THE PROBLEM: Rewrite the entries below from the line with "Give one point for each instance of the infant" through the last entry, requests included, and offset every coordinate in the answers by adding 93.

DATASET EXTRACT:
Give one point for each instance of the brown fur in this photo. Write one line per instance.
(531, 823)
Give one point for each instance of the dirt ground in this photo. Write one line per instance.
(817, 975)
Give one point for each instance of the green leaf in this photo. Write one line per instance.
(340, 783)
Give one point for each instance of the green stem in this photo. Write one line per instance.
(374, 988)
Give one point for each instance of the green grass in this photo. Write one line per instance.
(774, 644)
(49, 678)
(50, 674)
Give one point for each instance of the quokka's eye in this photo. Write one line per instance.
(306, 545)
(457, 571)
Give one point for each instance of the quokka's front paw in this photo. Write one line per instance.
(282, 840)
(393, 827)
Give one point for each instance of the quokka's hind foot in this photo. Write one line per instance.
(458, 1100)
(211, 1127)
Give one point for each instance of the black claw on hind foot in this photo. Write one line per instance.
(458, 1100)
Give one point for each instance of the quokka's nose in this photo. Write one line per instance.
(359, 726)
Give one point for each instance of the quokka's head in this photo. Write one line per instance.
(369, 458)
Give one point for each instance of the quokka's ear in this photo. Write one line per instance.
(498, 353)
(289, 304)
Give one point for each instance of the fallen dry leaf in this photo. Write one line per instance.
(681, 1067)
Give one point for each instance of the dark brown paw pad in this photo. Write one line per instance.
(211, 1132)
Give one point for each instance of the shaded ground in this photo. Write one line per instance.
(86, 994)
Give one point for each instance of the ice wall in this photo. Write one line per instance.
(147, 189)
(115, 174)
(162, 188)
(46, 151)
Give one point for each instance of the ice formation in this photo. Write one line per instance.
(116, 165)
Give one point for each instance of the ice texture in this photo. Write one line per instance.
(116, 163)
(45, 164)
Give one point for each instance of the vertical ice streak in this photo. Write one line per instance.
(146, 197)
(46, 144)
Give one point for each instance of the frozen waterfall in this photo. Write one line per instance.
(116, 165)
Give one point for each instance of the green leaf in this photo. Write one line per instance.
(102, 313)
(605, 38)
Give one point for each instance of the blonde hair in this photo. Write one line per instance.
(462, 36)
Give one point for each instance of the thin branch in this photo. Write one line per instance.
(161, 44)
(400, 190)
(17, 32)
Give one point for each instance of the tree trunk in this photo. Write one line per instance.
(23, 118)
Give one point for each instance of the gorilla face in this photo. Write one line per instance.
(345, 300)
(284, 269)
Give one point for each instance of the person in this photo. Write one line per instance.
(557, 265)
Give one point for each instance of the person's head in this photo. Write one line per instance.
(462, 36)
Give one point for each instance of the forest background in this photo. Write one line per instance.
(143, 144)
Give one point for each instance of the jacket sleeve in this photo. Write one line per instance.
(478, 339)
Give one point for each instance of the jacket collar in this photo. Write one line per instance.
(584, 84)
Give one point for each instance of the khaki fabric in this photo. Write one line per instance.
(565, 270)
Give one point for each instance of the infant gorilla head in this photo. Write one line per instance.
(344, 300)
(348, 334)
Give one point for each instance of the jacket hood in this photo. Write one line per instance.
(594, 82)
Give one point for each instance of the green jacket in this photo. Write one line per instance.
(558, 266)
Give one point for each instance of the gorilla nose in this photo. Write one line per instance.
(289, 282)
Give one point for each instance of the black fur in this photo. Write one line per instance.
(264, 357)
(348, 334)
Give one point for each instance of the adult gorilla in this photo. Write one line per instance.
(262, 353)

SOLUTION:
Give one point for each instance of the infant gorilla head in this photo. Write one line per instance.
(437, 393)
(441, 427)
Give one point for each instance of the jacket hood in this photo. Write one line per instance.
(687, 175)
Give one point for each instance of the green jacket in this photo. Write one line per instance.
(651, 359)
Give one point for each instance of the gorilla nose in this photo. Write one line per instance.
(382, 375)
Give one point for each instance of the black fur in this photo. Write one line per instance.
(357, 450)
(441, 427)
Give one point for each instance of the adult gorilla in this photo. Write one line per instance.
(355, 446)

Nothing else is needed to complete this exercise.